> **Selected passage**:
---
# Walmart Dataset Solution

Walmart [dataset](https://www.kaggle.com/datasets/yasserh/walmart-dataset) consist of the weekly sales in different walmart stores from 2010-02-05 to 2012-11-01. Our goal here is to predict the sales for a given week.
In this post we will see how to:
1. load data stored in a csv file to pandas dataframe
2. convert categorical to numeric features using scikit learn
3. handle date feature 
4. learn xgboost model to predict the sales
5. use optuna for hyper parameters tuning
6. save and load the model and other auxiliaries for inference on new samples 

First we will import the libraries we will use:

In [48]:
import numpy as np
import joblib
import pandas as pd
import xgboost as xgb
from sklearn.preprocessing import OneHotEncoder
from sklearn.model_selection import train_test_split
from sklearn.metrics import mean_absolute_error, mean_absolute_percentage_error
import optuna

Next we load the data to pandas dataframe and separate the target variable(weekly sales) from the rest.

In [49]:
df_x = pd.read_csv('/kaggle/input/walmart-dataset/Walmart.csv')
---
> **Source excerpt**:
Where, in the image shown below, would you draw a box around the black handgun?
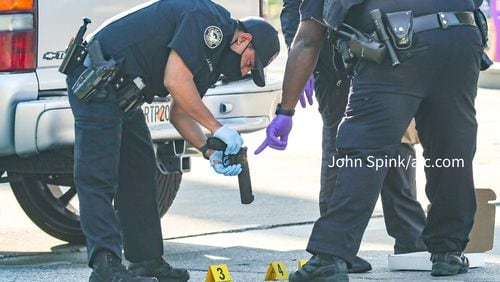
---
> **Tasks and exercises**:
**A.** In the Walmart dataset post, what purpose does the text give for saving and loading the model and other auxiliaries?
**B.** Reproduce part of the Walmart dataset post word for word. Begin at the words "First we will" and stop after "from the rest.".

> **Solutions per task**:
**A.** The model and other auxiliaries are saved and loaded so they can be used for inference on new samples.

**B.**
First we will import the libraries we will use:

In [48]:
import numpy as np
import joblib
import pandas as pd
import xgboost as xgb
from sklearn.preprocessing import OneHotEncoder
from sklearn.model_selection import train_test_split
from sklearn.metrics import mean_absolute_error, mean_absolute_percentage_error
import optuna

Next we load the data to pandas dataframe and separate the target variable(weekly sales) from the rest.